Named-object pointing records
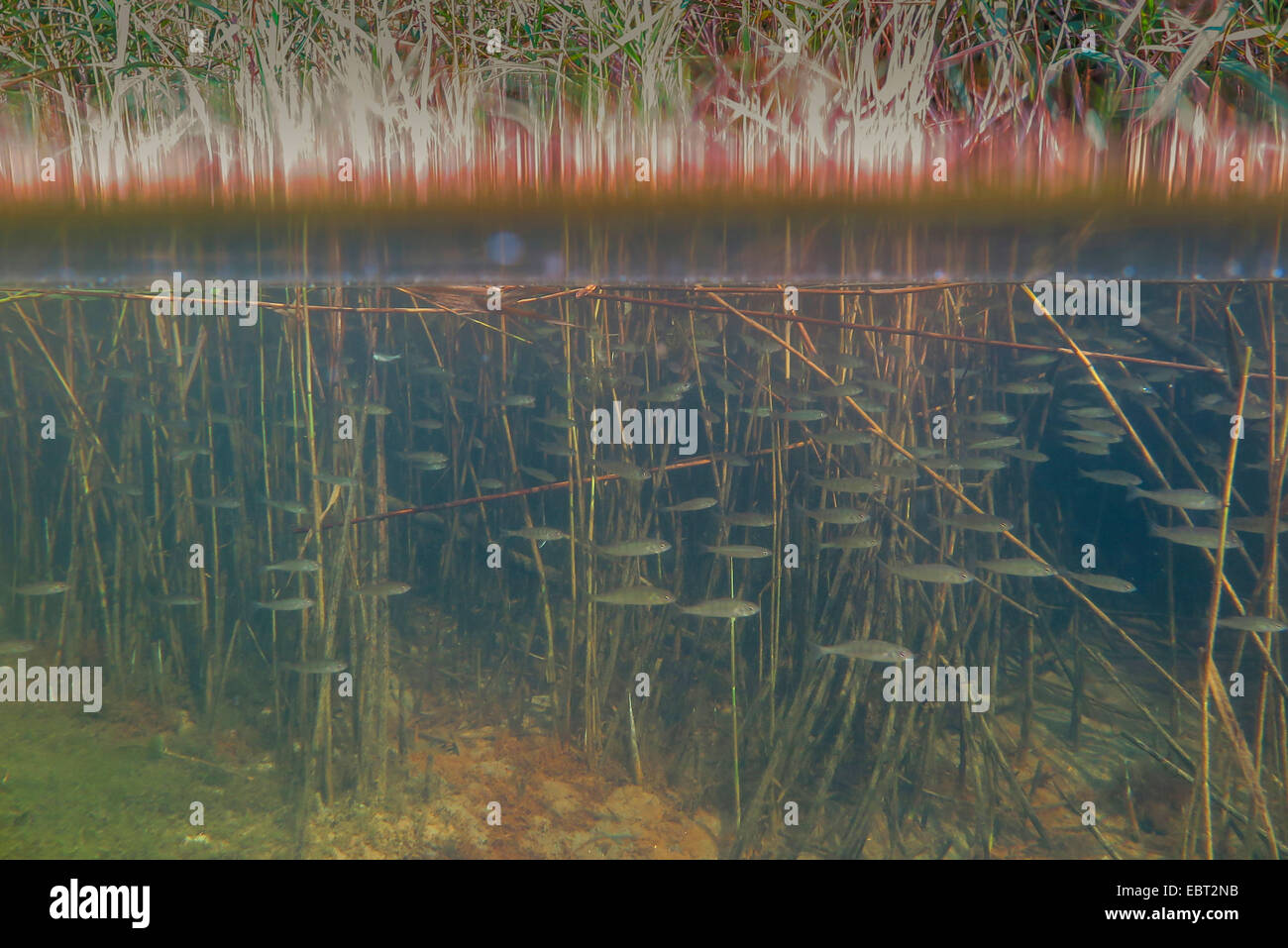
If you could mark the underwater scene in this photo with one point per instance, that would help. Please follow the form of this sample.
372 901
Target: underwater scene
928 571
664 430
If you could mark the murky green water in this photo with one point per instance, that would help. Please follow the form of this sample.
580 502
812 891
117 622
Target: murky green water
284 535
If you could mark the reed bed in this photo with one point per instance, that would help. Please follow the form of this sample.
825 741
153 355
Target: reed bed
158 101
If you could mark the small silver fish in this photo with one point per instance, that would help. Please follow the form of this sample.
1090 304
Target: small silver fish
738 550
1018 566
1111 583
382 587
179 599
841 515
982 523
321 666
636 595
864 649
42 588
294 566
292 604
930 572
1203 537
541 535
1252 623
686 506
851 543
635 548
1119 478
1185 498
721 608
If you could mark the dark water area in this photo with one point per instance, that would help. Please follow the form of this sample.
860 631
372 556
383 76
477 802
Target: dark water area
373 520
643 241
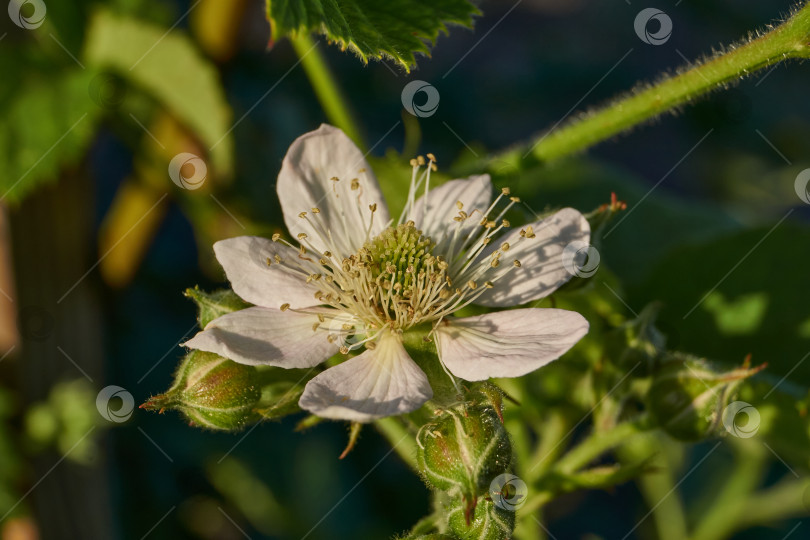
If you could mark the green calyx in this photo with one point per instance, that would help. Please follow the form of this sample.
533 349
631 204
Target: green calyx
213 392
463 451
487 521
399 254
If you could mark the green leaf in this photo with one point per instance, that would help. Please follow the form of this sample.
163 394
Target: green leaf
744 293
372 29
45 128
167 65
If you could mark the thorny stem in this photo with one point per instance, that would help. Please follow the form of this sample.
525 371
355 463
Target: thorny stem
789 40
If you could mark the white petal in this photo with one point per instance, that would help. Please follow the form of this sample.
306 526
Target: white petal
542 265
305 183
380 382
244 259
507 343
262 336
434 213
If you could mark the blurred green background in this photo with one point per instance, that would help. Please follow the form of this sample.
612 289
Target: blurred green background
99 243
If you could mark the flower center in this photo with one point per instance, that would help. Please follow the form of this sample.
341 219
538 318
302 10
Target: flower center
399 255
404 282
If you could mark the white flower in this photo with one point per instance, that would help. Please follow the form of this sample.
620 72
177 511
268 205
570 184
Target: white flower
357 279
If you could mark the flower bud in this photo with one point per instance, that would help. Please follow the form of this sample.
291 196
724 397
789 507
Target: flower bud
688 395
463 451
488 522
213 392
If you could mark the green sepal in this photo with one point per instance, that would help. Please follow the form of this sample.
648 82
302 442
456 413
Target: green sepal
688 395
215 304
463 450
212 392
485 522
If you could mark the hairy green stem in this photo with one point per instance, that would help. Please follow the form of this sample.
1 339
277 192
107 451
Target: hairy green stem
658 488
325 86
401 439
600 442
788 40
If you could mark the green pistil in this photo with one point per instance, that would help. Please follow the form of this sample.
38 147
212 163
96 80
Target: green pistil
402 249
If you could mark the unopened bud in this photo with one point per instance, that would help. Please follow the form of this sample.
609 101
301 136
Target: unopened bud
688 395
463 451
487 522
213 392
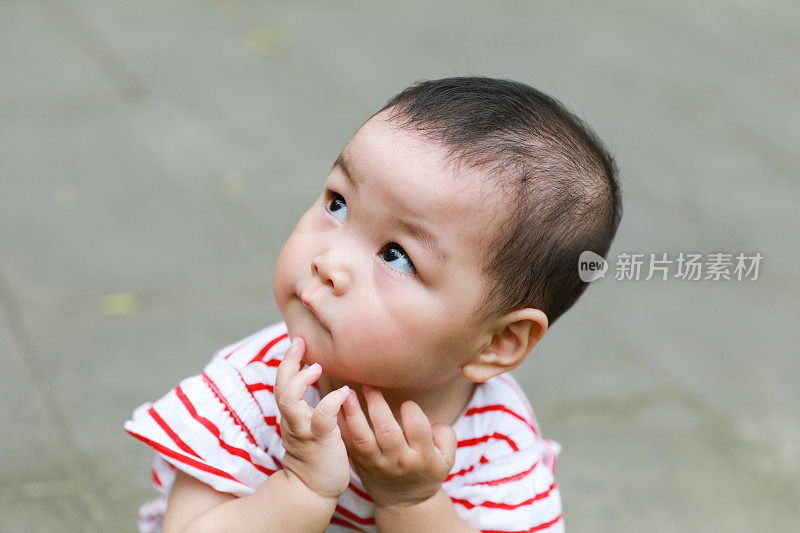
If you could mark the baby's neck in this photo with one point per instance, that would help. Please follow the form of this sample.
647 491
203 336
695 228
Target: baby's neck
443 404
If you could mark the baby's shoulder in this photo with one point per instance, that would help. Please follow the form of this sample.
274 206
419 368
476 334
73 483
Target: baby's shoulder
264 348
500 411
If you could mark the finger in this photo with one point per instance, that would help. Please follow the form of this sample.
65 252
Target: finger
445 440
294 411
290 364
388 432
323 420
296 387
416 426
361 437
343 430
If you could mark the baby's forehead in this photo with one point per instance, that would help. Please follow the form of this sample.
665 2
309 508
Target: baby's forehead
411 177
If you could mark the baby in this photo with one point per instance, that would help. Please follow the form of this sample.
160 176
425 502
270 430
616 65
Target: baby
445 242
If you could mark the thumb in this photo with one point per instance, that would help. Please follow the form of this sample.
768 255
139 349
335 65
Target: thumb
444 438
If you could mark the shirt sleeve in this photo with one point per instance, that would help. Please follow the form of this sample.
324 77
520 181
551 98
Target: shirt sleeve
218 426
515 492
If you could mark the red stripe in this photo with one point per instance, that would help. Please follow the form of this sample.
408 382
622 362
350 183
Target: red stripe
478 440
228 408
339 522
174 436
531 530
155 477
255 387
260 355
505 506
354 517
261 386
183 458
508 479
459 473
503 408
215 431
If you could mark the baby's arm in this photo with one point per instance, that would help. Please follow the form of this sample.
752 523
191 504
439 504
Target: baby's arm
300 498
281 503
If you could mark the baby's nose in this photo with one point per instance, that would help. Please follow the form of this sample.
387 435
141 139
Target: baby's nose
331 274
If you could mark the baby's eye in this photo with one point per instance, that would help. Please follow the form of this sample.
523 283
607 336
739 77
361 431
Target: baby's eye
336 205
397 258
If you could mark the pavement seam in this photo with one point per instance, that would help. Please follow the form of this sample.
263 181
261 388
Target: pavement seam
43 388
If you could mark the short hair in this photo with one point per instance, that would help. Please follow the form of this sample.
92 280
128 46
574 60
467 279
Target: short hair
558 186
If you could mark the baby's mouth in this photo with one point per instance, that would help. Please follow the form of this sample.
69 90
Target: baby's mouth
308 306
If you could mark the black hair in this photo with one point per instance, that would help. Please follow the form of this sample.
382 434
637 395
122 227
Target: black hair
558 188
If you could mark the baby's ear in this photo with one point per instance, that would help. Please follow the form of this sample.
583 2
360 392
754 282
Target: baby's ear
512 337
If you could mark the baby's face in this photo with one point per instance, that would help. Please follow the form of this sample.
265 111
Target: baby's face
389 305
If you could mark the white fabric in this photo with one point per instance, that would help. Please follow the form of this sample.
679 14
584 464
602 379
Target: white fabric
222 427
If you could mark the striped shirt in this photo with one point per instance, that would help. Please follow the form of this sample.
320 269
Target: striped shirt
223 428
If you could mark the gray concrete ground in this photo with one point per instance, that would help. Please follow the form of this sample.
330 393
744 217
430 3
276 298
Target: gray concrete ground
154 156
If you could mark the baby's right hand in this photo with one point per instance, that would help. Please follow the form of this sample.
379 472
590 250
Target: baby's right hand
315 452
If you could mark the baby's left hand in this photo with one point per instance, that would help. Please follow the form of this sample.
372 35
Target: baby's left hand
399 466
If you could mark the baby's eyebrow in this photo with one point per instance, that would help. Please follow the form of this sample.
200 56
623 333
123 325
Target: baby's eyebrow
417 232
343 167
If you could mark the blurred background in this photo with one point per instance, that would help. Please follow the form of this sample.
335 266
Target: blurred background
154 156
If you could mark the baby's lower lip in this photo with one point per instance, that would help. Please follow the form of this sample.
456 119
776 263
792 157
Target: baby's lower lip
313 313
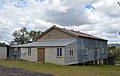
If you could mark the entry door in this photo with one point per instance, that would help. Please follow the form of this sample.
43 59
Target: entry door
41 54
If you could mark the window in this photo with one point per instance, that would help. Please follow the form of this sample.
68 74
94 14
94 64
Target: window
102 51
59 51
71 52
29 51
86 51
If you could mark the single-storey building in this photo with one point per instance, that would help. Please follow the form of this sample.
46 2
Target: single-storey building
62 46
4 52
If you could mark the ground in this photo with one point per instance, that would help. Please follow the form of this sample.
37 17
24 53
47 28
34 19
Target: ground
59 70
9 71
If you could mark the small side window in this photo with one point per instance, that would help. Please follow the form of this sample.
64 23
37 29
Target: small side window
29 51
59 51
71 52
102 51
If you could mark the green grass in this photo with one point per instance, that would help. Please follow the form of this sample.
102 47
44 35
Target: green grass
59 70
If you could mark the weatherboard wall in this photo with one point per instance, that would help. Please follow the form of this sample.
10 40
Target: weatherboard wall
29 57
71 59
51 55
87 47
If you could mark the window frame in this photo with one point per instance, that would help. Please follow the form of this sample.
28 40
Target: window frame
71 52
29 51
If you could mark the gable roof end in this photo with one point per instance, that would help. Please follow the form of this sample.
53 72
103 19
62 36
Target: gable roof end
72 33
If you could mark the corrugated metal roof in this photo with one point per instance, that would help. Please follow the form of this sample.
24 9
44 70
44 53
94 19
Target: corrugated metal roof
48 43
78 33
72 32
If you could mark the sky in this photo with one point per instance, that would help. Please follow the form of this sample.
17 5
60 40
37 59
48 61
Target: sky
102 21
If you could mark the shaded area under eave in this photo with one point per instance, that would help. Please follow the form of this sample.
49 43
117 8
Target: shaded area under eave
48 43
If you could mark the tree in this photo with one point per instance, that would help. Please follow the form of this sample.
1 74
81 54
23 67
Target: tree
22 36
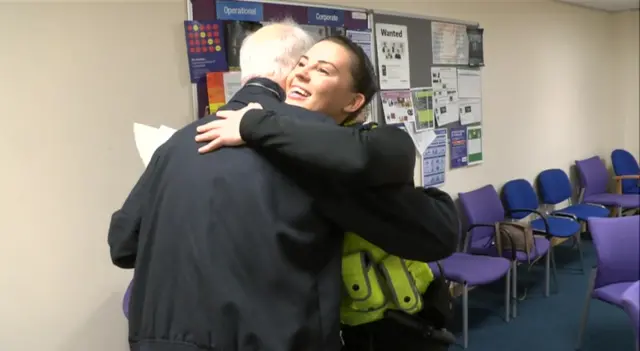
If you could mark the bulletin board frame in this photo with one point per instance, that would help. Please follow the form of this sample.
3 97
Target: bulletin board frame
436 161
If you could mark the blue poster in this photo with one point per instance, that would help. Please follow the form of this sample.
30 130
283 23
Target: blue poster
458 142
205 48
325 17
434 160
239 11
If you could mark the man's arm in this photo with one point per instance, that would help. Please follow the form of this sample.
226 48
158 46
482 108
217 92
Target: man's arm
384 155
125 222
413 223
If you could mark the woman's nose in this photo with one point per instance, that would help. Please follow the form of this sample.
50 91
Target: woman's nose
303 74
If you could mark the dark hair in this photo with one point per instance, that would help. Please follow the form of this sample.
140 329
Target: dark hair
363 74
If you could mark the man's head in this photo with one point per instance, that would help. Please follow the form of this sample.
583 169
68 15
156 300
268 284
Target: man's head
273 50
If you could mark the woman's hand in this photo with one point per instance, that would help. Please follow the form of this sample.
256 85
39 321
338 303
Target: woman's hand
224 131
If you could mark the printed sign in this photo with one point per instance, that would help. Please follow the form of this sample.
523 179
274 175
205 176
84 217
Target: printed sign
239 11
325 17
205 48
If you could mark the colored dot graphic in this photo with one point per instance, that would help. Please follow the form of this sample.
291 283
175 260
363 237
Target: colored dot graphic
203 38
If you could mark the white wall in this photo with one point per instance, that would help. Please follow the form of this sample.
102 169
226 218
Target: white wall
626 30
74 76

WHAT THIS TASK INVOLVES
Keep only the lines from the one containing "If you could mark the man's head" to the end of the entries, and repeat them exactly.

TASK SOLUTION
If you could mark the man's head in this photo with one point per instance, that would help. Please follow the form of this sample.
583 169
68 15
156 300
268 284
Target: man's head
273 50
If you could mark the woman's hand in this photo with one point per instance, that would help. Please follow the form of this sample.
256 85
39 321
338 303
Target: woman's hand
224 131
If you could mark the printed sign in this photo with one point per instance, that would help. Please follow the form of this sample.
523 179
274 175
205 176
84 217
Target: printed sign
239 11
325 17
205 48
If you could mark the colored dot graphic in this photo with one point per instance, that would help. Please follow the form of this sample.
291 283
175 260
363 237
Target: colored dot graphic
203 38
If you could mark the white wall in this photo with one point per instance, that would help. Please follow the form of this sample.
102 169
226 218
Target: white wall
626 30
74 76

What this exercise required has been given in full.